EXCERPT PROVIDED:
----------------

As China Dominates Drug Manufacturing, Expert Says US Should Protect Medicine as a Strategic Asset

By Paul Huang

As Chinese companies increasingly dominate manufacturing in the global pharmaceutical market, an expert says it is high time for U.S. policy makers to start treating medicine as a strategic asset and to ensure the American public has a healthy reserve of essential drugs laid by for a time of crisis.

Rosemary Gibson, a senior advisor at the Hastings Center, said on May 7 that it would be a grave mistake for United States to rely on a single country to make drugs that Americans rely on for their health and basic survival.

That country is China, which has been rapidly expanding its pharmaceutical manufacturing industry and is now the maker of thousands of drugs found in U.S. hospitals and pharmacies. The Chinese regime has a plan to be the “pharmacy of the world,” according to Gibson, and could soon overtake India as the dominant manufacturer of generic drugs.

In April, The Epoch Times reported on Gibson’s new book, “China RX: Exposing the Risks of America’s Dependence on China for Medicine,” co-authored with Janardan Prasad Singh. The book documents what led to the U.S. dependence of Chinese-made drugs. It details how the Chinese regime has overtaken, and in some cases, put out of business, many key U.S. and global drug companies by undercutting and stealing from competitors, and cutting corners.

On Monday Gibson again talked about her new book at the Milken Institute School of Public Health at George Washington University, and said that U.S. policy makers need to take immediate steps to change the current approach to regulating medicine, which treats it as “no more important than T-shirt.”

“We need to view medicine as a strategic asset, just like how we view oil and energy supply,” Gibson said. “A strategic asset is something that will make our country fall apart—if we don’t have it.”

Gibson warned that the rapidly growing dependence by the United States and the world on Chinese-made drugs could turned out disastrous if there is a “Fukushima event” in China. The Chinese regime could easily deprive Americans of essential drugs in the event of a conflict in East or South China Sea, for example.

In World War II, the U.S. federal government worked with American pharmaceutical manufacturer Pfizer to make sure there was enough essential medicine for the soldiers, especially penicillin, which saved tens of thousands of lives. When industry and government work together, they can make sure the country’s drug policy is consistent with national security, said Gibson.

----------------

INPUT DATA:
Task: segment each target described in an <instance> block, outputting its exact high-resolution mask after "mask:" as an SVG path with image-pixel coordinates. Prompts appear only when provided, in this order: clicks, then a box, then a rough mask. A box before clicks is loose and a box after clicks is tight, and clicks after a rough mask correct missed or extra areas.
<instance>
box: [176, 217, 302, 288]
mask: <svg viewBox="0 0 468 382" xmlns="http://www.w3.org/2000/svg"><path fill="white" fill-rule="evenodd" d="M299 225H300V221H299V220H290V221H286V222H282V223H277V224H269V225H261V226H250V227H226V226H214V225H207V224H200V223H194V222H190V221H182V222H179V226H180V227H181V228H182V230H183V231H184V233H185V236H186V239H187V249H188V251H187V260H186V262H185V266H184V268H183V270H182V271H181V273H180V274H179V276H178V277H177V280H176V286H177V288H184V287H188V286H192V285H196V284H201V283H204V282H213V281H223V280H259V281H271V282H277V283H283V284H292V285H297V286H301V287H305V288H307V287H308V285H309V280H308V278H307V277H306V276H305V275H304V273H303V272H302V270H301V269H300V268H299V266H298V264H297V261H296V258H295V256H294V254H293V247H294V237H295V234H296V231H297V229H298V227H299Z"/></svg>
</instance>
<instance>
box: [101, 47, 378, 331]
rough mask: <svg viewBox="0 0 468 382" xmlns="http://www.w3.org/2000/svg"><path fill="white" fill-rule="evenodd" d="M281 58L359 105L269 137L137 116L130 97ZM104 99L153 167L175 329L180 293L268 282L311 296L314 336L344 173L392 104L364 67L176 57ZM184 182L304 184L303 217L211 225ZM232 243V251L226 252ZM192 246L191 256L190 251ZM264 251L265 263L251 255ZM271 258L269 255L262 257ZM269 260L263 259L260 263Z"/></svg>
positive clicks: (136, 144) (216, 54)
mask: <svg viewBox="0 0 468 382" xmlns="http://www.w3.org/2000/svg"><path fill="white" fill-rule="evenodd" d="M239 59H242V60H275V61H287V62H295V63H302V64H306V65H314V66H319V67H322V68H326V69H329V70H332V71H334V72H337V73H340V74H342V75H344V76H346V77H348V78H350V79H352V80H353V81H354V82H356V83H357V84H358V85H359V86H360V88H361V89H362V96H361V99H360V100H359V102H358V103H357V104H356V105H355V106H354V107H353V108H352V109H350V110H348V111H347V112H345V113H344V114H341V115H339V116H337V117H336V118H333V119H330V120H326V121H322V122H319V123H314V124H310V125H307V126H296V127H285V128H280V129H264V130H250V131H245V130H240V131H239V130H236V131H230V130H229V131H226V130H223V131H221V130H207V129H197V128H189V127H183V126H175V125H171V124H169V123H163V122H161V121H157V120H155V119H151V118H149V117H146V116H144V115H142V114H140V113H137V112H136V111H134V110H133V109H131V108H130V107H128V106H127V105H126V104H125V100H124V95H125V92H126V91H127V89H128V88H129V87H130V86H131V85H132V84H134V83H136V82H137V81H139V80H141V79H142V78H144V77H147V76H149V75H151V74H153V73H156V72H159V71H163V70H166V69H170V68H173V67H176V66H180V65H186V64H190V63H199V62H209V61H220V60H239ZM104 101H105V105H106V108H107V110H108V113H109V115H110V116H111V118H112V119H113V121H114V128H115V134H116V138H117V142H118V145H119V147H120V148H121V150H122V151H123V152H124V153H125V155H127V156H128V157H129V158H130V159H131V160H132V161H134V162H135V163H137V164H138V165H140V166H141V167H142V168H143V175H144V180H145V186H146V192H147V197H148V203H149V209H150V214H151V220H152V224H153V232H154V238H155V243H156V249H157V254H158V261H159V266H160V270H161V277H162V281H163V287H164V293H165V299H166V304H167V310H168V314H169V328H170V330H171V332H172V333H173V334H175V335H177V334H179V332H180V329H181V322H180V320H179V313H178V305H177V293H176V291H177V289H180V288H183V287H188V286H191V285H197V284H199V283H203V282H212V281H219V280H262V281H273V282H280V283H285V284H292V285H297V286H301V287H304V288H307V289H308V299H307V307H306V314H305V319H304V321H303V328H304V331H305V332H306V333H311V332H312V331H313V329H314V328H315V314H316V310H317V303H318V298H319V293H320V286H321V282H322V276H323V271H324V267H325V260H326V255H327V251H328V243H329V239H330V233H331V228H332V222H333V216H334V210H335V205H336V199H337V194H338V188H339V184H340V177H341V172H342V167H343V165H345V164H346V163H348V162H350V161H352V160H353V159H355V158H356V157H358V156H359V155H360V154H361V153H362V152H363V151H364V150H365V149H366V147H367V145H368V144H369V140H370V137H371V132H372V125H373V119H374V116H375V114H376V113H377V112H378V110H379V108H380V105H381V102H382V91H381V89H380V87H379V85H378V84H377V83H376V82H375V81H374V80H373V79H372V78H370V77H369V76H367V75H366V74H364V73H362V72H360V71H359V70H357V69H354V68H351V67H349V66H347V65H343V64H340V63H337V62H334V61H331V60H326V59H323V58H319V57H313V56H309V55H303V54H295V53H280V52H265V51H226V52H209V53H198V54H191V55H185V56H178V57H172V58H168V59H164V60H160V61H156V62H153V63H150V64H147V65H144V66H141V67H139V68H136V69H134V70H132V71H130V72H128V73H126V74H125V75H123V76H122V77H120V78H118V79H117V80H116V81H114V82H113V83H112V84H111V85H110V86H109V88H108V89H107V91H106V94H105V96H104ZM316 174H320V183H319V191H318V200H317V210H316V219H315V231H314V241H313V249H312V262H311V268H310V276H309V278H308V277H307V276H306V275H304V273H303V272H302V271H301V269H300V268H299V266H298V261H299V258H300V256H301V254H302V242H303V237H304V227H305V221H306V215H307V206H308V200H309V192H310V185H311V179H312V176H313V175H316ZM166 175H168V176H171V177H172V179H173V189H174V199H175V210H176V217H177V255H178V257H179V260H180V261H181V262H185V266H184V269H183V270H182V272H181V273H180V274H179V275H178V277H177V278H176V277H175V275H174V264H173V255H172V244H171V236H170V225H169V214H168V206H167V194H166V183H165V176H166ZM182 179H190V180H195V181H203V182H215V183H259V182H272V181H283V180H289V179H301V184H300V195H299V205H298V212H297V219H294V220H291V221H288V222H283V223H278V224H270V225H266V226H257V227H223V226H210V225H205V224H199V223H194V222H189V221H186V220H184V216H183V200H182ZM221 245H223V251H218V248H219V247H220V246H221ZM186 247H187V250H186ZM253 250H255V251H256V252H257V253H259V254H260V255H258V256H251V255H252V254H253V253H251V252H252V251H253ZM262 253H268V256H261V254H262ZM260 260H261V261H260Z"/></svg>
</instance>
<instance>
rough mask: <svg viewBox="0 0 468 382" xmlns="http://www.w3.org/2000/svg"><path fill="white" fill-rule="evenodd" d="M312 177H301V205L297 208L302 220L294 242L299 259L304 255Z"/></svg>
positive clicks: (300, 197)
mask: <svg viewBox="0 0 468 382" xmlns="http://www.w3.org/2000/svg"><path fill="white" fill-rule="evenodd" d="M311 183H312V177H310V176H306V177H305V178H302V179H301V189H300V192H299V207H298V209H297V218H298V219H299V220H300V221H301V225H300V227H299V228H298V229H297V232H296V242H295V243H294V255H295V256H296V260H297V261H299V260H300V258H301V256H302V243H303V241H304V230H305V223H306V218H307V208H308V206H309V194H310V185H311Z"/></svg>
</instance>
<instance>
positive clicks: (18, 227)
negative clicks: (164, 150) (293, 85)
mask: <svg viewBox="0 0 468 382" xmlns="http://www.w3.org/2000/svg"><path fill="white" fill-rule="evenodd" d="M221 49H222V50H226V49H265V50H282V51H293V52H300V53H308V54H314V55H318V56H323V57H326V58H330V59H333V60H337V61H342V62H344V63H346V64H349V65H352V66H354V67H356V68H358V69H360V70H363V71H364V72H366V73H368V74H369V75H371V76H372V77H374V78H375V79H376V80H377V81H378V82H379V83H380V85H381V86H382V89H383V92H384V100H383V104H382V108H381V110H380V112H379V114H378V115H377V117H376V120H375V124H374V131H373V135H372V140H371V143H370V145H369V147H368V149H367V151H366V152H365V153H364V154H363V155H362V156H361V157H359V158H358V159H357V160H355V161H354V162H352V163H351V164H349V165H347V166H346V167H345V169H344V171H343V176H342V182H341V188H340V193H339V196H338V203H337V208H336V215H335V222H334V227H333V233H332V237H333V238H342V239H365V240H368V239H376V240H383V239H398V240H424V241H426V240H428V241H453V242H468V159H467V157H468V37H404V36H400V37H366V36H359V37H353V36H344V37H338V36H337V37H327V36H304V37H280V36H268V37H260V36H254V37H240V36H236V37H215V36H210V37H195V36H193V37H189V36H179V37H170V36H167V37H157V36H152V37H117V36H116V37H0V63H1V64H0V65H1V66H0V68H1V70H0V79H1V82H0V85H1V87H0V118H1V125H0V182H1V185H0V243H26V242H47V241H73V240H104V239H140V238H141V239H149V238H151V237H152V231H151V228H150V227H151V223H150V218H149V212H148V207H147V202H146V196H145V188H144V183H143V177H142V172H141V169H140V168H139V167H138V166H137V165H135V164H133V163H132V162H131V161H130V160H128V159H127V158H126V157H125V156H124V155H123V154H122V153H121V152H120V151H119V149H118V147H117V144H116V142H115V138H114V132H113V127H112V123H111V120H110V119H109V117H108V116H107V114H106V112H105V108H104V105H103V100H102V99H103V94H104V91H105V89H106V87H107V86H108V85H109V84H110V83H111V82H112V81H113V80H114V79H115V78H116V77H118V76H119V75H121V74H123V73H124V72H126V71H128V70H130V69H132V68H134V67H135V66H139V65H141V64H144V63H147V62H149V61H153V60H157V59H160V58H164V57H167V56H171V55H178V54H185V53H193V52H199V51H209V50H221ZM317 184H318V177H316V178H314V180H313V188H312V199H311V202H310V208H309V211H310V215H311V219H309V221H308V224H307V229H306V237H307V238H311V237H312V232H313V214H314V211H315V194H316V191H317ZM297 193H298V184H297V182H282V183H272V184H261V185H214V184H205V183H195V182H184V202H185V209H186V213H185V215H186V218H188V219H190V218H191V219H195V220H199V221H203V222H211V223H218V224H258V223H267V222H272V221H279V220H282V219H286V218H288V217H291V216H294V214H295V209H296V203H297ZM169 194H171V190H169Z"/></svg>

----------------

WHAT IS BEING ASKED:
Copy the stretch of the article on China's drug manufacturing from "As Chinese companies" through "and basic survival.", changing "strategic asset" to "national priority" throughout.

YOUR RESPONSE:
As Chinese companies increasingly dominate manufacturing in the global pharmaceutical market, an expert says it is high time for U.S. policy makers to start treating medicine as a national priority and to ensure the American public has a healthy reserve of essential drugs laid by for a time of crisis.

Rosemary Gibson, a senior advisor at the Hastings Center, said on May 7 that it would be a grave mistake for United States to rely on a single country to make drugs that Americans rely on for their health and basic survival.